菅野 仁
   Department   School of Medicine(Tokyo Women's Medical University Hospital), School of Medicine
   Position   Professor (Fixed Term)
Article types Original article
Language English
Peer review Peer reviewed
Title p53 gene mutation in 150 dissected lymph nodes in a patient with esophageal cancer.
Journal Formal name:Diseases of the esophagus : official journal of the International Society for Diseases of the Esophagus / I.S.D.E
Abbreviation:Dis Esophagus
ISSN code:1120-8694(Print)1120-8694(Linking)

**Dataset extract**

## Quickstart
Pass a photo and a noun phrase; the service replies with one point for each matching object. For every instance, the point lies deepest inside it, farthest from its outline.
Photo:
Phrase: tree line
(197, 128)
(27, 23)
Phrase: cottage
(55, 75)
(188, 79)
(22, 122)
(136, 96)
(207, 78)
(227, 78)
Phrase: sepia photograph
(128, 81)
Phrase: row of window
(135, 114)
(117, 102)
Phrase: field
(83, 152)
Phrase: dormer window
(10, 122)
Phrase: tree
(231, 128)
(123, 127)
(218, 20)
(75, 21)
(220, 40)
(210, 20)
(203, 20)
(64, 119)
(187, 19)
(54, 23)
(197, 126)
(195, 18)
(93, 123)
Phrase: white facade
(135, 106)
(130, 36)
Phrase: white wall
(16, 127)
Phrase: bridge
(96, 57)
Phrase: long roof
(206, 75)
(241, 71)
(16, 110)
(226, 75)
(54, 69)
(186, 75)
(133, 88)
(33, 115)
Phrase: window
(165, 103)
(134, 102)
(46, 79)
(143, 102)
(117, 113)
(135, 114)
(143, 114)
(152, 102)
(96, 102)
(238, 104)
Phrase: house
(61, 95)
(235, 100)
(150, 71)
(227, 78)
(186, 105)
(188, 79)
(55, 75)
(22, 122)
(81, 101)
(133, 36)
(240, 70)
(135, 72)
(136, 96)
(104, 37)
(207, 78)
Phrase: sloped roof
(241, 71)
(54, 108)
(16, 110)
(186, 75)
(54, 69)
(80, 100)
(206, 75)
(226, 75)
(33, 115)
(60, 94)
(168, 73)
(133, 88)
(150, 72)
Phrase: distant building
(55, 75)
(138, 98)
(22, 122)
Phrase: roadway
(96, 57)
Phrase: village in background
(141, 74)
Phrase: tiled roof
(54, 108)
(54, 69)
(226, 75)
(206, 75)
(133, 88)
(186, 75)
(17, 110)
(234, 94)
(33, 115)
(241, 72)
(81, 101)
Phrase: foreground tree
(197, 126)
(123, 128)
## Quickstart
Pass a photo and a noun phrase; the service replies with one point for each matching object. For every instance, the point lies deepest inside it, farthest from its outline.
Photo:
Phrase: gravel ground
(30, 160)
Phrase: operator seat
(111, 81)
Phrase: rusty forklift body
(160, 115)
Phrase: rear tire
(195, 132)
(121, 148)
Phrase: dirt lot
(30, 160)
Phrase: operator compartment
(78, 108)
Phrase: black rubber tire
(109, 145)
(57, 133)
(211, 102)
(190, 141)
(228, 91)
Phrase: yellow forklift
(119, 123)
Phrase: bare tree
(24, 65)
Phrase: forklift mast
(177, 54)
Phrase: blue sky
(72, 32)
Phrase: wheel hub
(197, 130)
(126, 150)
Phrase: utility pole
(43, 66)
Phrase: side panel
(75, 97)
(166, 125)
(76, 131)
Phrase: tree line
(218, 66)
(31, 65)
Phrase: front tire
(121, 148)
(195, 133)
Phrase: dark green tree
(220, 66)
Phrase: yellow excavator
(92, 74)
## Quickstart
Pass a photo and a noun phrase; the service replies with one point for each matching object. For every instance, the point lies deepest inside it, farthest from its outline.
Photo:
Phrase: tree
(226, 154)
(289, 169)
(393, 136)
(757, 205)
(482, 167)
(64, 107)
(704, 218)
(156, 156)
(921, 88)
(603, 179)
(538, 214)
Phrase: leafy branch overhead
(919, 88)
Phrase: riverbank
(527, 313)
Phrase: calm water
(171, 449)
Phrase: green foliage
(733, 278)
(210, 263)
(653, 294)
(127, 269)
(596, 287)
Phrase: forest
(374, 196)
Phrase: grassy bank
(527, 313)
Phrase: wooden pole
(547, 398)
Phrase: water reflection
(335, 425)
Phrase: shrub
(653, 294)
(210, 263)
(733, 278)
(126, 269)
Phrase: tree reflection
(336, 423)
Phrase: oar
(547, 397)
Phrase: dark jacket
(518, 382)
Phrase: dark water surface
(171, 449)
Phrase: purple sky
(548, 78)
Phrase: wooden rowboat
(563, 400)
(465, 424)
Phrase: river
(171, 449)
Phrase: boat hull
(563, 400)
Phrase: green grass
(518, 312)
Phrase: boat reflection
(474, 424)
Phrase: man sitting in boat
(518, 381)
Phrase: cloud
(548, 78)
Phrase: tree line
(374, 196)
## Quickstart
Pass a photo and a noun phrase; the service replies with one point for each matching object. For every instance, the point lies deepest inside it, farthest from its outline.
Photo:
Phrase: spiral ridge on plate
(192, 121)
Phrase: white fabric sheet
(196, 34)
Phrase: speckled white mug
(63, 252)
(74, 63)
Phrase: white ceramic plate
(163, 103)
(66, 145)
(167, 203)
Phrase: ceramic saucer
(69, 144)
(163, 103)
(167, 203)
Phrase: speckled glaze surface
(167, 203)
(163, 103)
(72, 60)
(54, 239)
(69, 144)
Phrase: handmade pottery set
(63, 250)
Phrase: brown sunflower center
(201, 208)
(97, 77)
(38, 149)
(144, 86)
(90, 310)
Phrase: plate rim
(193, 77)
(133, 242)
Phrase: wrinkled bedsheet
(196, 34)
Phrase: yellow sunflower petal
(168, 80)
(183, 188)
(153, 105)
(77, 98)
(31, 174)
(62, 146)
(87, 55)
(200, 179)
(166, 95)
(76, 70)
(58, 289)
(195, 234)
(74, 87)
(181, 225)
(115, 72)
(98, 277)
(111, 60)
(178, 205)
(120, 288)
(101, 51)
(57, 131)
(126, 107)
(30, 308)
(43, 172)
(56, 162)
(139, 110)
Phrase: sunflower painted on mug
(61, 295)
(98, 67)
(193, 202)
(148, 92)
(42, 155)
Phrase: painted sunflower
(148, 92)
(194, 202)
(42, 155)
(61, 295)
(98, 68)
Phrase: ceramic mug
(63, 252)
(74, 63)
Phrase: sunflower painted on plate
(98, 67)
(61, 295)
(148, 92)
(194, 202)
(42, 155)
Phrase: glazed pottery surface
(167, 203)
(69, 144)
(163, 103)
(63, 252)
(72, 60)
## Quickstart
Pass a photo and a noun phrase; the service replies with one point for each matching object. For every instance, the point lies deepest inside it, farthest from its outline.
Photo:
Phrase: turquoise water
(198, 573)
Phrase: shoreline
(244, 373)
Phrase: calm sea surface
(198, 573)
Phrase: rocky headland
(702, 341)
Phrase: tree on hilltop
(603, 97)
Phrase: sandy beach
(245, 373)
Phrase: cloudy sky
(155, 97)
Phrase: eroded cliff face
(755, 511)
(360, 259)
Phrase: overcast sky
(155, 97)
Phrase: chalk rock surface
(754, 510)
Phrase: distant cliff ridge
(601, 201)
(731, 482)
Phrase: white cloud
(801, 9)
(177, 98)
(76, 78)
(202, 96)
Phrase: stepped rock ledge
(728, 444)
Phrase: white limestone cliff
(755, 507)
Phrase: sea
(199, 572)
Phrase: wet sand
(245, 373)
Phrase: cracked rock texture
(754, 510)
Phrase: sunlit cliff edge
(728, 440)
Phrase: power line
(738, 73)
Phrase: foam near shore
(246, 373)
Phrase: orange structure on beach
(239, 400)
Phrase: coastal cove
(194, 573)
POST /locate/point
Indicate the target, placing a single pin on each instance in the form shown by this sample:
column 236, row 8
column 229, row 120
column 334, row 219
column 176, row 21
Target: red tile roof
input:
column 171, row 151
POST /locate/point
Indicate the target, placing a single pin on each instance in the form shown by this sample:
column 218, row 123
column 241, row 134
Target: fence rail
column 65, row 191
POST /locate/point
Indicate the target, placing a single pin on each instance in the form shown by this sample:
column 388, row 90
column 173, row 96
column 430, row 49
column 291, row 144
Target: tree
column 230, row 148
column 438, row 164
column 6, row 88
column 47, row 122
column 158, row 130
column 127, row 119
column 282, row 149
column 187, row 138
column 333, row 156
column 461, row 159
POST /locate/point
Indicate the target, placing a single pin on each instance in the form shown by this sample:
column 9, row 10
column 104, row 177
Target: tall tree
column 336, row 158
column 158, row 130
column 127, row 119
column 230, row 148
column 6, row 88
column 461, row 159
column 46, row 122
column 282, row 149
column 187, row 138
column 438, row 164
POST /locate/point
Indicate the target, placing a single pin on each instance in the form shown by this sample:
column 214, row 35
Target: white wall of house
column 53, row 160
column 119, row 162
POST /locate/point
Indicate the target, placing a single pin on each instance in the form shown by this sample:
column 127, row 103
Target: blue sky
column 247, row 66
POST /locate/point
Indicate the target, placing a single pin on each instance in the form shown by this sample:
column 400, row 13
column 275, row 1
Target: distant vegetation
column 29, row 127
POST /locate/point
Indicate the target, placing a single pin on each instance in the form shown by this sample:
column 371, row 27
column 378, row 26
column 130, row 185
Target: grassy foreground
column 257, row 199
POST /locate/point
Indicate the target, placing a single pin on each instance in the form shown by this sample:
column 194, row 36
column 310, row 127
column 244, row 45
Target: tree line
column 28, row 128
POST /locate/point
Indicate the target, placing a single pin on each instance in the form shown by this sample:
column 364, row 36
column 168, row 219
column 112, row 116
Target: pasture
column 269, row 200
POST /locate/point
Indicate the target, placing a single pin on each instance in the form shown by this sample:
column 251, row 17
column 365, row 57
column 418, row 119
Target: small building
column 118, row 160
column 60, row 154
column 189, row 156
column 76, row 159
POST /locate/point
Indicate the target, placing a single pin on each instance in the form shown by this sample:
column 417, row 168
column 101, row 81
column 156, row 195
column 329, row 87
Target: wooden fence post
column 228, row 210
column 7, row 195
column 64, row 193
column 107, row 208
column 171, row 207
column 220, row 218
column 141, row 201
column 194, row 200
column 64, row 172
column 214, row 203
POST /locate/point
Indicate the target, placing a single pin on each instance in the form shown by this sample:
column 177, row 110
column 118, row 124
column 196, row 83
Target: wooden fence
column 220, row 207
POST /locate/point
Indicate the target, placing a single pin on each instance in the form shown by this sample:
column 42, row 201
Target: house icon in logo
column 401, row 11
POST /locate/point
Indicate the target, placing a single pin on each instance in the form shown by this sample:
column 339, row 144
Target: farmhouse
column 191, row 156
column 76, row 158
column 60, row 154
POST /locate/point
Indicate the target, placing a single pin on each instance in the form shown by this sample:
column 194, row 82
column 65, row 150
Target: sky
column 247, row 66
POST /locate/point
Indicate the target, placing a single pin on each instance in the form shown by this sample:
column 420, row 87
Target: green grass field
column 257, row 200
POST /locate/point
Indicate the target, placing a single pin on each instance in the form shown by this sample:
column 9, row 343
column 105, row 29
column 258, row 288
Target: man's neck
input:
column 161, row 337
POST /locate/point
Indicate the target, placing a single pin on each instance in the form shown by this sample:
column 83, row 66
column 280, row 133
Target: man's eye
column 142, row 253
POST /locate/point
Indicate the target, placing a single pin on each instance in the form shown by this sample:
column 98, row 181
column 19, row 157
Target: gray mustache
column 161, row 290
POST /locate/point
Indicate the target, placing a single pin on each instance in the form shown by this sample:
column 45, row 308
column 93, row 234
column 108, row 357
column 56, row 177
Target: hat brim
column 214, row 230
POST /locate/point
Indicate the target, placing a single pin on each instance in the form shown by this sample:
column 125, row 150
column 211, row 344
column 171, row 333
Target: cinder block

**Work order 1**
Rewrite the publication record, starting at "Journal Formal name:Diseases" and ending at "ISSN code:1120-8694(Print)1120-8694(Linking)", with "Short name" in place of "Abbreviation".
**Work order 2**
List the field labels in the publication record that come after "Position" and before "Formal name".

**Written solution 1**
Journal Formal name:Diseases of the esophagus : official journal of the International Society for Diseases of the Esophagus / I.S.D.E
Short name:Dis Esophagus
ISSN code:1120-8694(Print)1120-8694(Linking)

**Written solution 2**
Article types
Language
Peer review
Title
Journal